- [LATIHAN SOAL]
1 > Apakah tiap pernyataan di bawah ini sesuai dengan berita tentang wafatnya Lily Soeryadjaya? Jawab "ya" atau "tidak" dan kutip kata-kata dari berita yang menentukan jawabannya.
(a) Lily Soeryadjaya meninggal di RS Medistra, Jakarta.
(b) William Soeryadjaya meninggal lebih dulu daripada istrinya, yaitu pada tahun 2010.
(c) Lily Soeryadjaya meninggal pada usia 79 tahun.
2 > Lanjutkan berita tentang wafatnya Lily Soeryadjaya, mulai dari sesudah kalimat terakhirnya.

- [BACAAN]

_ _ _

Lily Soeryadjaya, Perempuan Berani yang Pernah Diculik Tentara dan Pengaruhnya di Balik Sukses Pengusaha William Soeryadjaya

Kabar duka menyelimuti keluarga Soeryadjaya. Lily Soeryadjaya, istri pendiri Astra International William Soeryadjaya meninggal pada usia 97 tahun.

oleh Agustina Melani diperbarui 30 Jun 2021, 09:41 WIB
Diterbitkan 29 Jun 2021, 15:45 WIB
Peluncuran Menara Astra
Istri pendiri PT Astra International Tbk William Soeryadjaya, Lily Soeryadjaya. Istimewa

Liputan6.com, Jakarta - Kabar duka menyelimuti keluarga Soeryadjaya. Lily Soeryadjaya, istri pendiri Astra International William Soeryadjaya tutup usia pada 29 Juni 2021 pukul 01.40 WIB di RS Medistra, Jakarta.

Lily Soeryadjaya meninggal pada usia 97 tahun. Lily menyusul kepergian sang suami William Soeryadjaya yang tutup usia pada April 2010.

_ _ _

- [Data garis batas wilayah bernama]
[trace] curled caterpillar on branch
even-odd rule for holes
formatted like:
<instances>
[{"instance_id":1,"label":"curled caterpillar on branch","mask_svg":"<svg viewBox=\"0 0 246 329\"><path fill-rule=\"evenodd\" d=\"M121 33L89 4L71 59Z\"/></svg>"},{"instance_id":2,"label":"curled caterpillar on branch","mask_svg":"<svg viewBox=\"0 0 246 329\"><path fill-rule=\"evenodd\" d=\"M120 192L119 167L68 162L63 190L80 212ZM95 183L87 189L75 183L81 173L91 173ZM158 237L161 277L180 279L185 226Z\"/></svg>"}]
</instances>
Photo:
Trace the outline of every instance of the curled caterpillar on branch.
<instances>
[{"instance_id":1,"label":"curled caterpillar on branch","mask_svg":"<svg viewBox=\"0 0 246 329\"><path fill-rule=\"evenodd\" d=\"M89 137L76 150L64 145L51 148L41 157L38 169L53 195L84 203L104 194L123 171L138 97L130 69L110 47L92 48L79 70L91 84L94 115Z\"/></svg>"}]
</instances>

_ _ _

- [JAWABAN TIAP SOAL]
1 >
(a) Ya: "tutup usia pada 29 Juni 2021 pukul 01.40 WIB di RS Medistra, Jakarta"
(b) Ya: "Lily menyusul kepergian sang suami William Soeryadjaya yang tutup usia pada April 2010"
(c) Tidak: "Lily Soeryadjaya meninggal pada usia 97 tahun"

2 >
Pasangan yang menikah pada Rabu, 15 Januari 1947 ini dikaruniai empat anak yaitu Edward Seky Soeryadjaya, Edwin Soeryadjaya, Joyce Soeryadjaya, dan Judith Soeryadjaya.

Seperti ada pepatah pria yang sukses ada perempuan hebat di belakangnya. Demikian juga dengan Lily. Ia mendampingi William membangun usaha. Sifat Lily yang tak bisa diam dan lincah juga membantu suami dengan berbisnis. Berikut cerita singkat William dan Lily Soeryadjaya ketika awal bertemu hingga menikah seperti dikutip dari buku biografi Man of Honor, Kehidupan, Semangat, dan Kearifan, William Soeryadjaya karya Teguh Sri Pambudi dan Harmanto Edy Djatmiko.

William dan Lily Soeryadjaya mengawali perjalanan pernikahan di Amsterdam, Belanda. Saat itu, William menemani sang adik Kian Tie yang mendapatkan beasiswa sekolah di negeri kincir angin. Mengingat kondisi sang adik yang mudah sakit, William menemaninya. Tidak mudah menjalankan kehidupan di Belanda. Apalagi saat itu, kondisi Belanda sedang kurang baik setelah perang dunia II.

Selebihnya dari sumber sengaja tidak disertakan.